An exact transcript is required of the lines below, from the one containing "the white clerical" through the very last; leave every picture out of it.

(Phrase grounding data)
────────────────

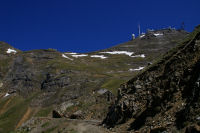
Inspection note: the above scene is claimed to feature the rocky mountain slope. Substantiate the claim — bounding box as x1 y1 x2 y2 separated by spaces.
0 28 188 132
103 25 200 132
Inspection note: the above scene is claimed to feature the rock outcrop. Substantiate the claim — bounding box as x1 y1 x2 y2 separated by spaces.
103 25 200 132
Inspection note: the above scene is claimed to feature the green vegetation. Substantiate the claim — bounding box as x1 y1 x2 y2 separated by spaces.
0 58 12 74
0 92 40 133
0 97 9 109
42 126 58 133
68 129 78 133
0 96 28 133
41 122 50 128
35 107 53 117
101 78 127 95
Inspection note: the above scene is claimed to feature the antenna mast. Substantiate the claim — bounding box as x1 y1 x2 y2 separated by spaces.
138 23 141 36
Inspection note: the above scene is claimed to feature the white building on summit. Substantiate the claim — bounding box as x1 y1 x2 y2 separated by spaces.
132 34 135 40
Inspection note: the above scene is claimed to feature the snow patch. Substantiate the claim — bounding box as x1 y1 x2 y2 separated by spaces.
100 51 145 58
65 52 77 55
141 35 145 38
97 89 108 95
100 51 134 57
7 48 17 54
140 33 146 38
90 55 107 59
72 54 88 58
140 35 145 38
4 93 10 97
131 54 145 58
129 67 144 71
62 54 73 60
154 33 163 36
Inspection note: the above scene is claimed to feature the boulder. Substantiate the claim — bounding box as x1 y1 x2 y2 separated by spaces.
70 110 83 119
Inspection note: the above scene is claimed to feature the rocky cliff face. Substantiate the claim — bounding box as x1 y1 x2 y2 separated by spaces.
103 25 200 132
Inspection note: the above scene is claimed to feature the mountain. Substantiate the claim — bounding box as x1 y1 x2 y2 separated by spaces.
103 25 200 132
0 28 188 132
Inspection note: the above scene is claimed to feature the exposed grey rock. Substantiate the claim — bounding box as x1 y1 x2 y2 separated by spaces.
135 85 142 89
96 89 115 102
103 25 200 132
41 73 70 92
52 101 81 118
70 110 83 119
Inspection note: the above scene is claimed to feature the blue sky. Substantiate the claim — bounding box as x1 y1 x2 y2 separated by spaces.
0 0 199 53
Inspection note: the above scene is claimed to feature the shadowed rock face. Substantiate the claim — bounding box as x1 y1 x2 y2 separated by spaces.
103 25 200 132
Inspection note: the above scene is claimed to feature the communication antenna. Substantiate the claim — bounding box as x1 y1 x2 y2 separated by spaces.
180 22 185 30
138 23 141 36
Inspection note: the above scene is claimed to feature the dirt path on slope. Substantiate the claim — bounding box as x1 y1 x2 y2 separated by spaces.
0 97 14 115
15 107 32 129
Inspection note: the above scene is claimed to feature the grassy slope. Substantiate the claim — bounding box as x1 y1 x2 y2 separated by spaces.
0 50 176 132
0 92 41 133
0 29 189 132
0 96 28 133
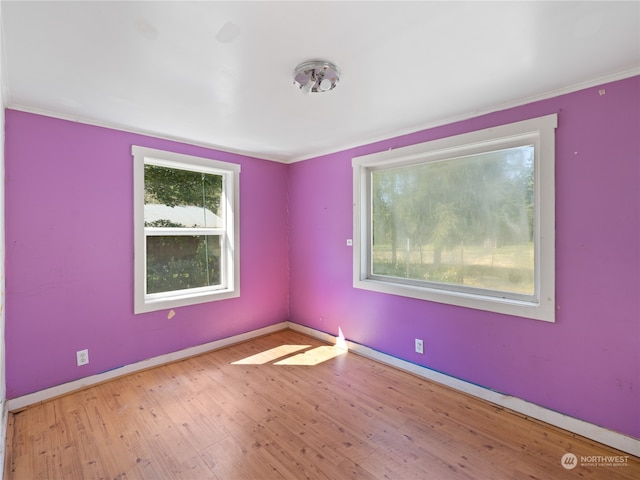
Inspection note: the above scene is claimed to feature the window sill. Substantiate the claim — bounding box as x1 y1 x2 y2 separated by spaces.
354 277 555 322
135 288 239 314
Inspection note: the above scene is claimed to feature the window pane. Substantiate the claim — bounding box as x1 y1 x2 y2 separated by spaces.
144 165 223 228
371 146 534 296
146 235 222 294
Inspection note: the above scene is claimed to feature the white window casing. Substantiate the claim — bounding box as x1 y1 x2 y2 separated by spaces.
352 114 557 322
133 146 240 314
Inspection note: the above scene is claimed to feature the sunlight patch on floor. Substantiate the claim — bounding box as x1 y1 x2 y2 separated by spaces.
231 330 350 366
231 345 311 365
273 346 347 366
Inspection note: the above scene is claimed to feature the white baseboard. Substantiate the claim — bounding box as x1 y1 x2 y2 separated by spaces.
287 322 640 457
6 322 289 412
6 320 639 457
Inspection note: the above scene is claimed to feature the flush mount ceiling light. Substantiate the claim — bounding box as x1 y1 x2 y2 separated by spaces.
293 60 341 94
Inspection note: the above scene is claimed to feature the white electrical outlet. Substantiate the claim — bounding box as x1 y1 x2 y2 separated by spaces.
76 349 89 366
415 339 424 354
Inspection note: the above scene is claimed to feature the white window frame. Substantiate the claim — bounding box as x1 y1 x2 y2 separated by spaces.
132 146 240 314
352 114 557 322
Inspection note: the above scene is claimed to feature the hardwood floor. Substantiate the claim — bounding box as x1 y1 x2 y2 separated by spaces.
4 329 639 479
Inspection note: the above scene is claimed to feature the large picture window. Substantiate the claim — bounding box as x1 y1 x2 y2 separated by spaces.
353 115 557 321
133 146 240 313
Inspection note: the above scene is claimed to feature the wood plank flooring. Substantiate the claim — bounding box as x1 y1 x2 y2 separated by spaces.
4 329 639 479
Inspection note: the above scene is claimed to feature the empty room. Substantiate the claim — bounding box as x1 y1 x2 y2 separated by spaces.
0 1 639 479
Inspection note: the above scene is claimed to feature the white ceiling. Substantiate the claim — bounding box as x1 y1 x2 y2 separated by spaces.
2 1 639 163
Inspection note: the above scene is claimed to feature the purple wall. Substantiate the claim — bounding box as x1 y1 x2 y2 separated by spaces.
4 110 289 399
4 76 639 440
289 76 640 439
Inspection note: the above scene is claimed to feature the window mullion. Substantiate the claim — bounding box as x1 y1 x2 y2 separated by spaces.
144 227 224 236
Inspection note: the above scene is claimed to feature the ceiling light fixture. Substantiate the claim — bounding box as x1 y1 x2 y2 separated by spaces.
293 60 341 94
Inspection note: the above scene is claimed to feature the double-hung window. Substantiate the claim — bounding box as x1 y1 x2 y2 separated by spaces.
352 114 557 321
133 146 240 313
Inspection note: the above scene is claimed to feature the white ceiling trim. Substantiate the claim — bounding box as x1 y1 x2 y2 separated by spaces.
5 67 639 165
4 101 286 162
284 67 640 164
3 1 638 162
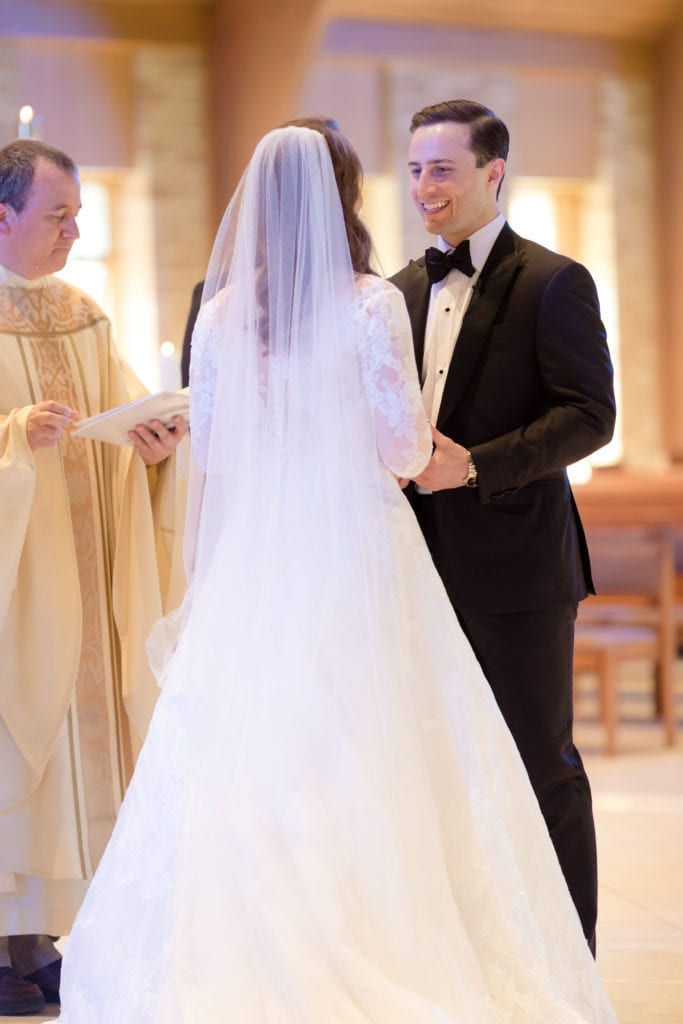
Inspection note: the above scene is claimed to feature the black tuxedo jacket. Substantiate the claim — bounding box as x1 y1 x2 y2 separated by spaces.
391 223 616 613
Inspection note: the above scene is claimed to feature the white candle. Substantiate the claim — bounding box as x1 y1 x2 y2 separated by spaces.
17 105 41 139
159 341 181 392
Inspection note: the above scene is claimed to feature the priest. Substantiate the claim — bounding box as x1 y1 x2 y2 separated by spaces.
0 139 188 1014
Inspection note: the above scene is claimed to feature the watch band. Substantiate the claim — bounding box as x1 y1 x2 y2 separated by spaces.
464 449 478 488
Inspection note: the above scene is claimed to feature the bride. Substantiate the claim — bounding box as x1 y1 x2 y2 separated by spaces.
57 124 618 1023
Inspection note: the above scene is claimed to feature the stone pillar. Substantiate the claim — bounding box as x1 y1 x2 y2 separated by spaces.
130 47 212 353
654 15 683 462
206 0 328 222
0 44 19 146
599 73 664 469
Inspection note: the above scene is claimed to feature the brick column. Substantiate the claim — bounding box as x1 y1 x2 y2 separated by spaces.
654 16 683 462
0 46 19 146
599 72 664 469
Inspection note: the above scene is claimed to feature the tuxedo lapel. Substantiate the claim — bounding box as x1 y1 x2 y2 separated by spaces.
436 226 525 430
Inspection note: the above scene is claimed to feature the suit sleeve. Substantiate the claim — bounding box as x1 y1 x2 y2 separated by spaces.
471 260 616 503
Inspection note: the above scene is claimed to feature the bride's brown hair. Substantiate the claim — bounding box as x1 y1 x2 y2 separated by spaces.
281 116 375 276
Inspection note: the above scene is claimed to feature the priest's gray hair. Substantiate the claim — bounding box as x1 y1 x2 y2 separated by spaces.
0 140 77 213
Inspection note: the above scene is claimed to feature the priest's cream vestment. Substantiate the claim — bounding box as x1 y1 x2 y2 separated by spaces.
0 266 187 934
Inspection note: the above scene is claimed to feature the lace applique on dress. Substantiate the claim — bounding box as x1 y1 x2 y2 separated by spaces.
353 275 431 478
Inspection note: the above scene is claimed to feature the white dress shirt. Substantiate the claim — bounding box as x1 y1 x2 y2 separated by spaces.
421 213 506 424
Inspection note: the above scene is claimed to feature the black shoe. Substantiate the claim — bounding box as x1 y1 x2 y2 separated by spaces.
0 965 46 1015
24 957 61 1004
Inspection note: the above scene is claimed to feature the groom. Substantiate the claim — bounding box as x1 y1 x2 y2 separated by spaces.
391 99 616 952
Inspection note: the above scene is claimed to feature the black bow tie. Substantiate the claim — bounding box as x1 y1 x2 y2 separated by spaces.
425 241 476 284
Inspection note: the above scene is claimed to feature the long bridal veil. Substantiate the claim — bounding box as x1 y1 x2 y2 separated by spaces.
153 126 450 1015
180 126 406 839
187 125 384 602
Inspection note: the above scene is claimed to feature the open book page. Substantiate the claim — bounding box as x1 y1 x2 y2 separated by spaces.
72 388 190 445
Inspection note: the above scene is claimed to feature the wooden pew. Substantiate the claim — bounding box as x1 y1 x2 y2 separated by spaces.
571 469 683 752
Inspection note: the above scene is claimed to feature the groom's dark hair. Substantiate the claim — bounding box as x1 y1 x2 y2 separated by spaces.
410 99 510 166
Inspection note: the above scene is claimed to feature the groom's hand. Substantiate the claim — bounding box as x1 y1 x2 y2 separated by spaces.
413 427 469 491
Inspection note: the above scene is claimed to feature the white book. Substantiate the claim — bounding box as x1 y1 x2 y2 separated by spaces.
72 388 190 445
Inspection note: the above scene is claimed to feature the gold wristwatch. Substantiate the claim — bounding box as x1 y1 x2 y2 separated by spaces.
464 449 478 488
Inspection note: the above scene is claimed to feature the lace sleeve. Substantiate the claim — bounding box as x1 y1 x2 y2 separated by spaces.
356 279 432 478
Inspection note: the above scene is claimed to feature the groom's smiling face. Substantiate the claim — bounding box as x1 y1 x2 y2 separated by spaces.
408 121 503 248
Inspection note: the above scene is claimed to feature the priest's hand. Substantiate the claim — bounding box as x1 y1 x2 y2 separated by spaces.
129 415 189 466
412 427 469 491
26 401 79 450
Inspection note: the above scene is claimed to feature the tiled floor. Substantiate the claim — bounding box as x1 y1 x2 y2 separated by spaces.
576 711 683 1023
3 689 682 1023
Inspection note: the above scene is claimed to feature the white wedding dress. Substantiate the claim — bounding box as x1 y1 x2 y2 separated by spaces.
57 274 617 1024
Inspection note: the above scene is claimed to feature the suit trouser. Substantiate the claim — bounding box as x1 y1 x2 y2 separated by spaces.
412 491 598 951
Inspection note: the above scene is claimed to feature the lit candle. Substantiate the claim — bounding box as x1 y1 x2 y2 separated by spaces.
17 106 35 139
159 341 181 392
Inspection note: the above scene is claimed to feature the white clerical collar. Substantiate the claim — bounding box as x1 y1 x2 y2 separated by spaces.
437 212 506 274
0 263 50 290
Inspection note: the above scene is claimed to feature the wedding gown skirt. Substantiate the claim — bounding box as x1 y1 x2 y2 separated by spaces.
58 473 617 1024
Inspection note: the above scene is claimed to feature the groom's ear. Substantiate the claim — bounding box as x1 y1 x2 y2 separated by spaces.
487 159 505 191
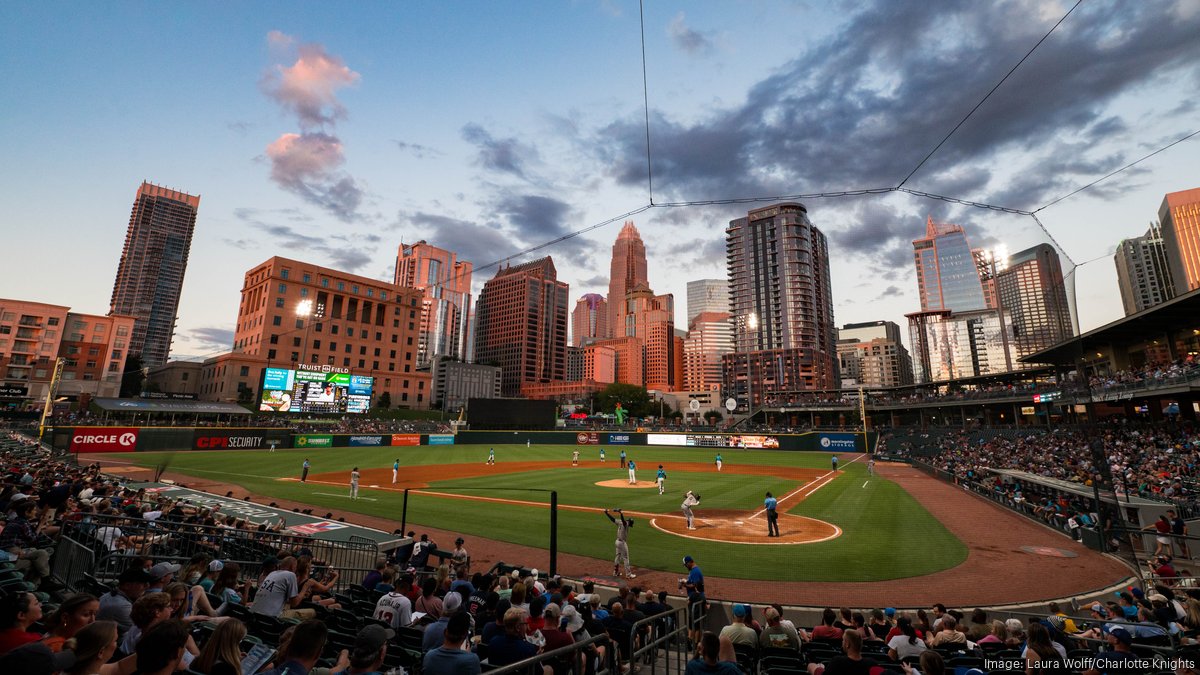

────────────────

__Response area__
Inspection note: the above scene is claimed to feature the white clerical collar. Substantiate the claim — bounding box as x1 y1 x2 y2 separated by spaces.
437 212 506 274
0 263 50 290
Inspection note: the above scene is claimed to feature the wedding gown skirt. Substantiate the claim — bounding box as x1 y1 x2 y2 separated by spaces.
58 473 617 1024
Inspection note: the above scene is claimed to feature the groom's ear. Substantiate the claim — bounding box as x1 y1 x2 y2 separated by spaces.
487 159 505 191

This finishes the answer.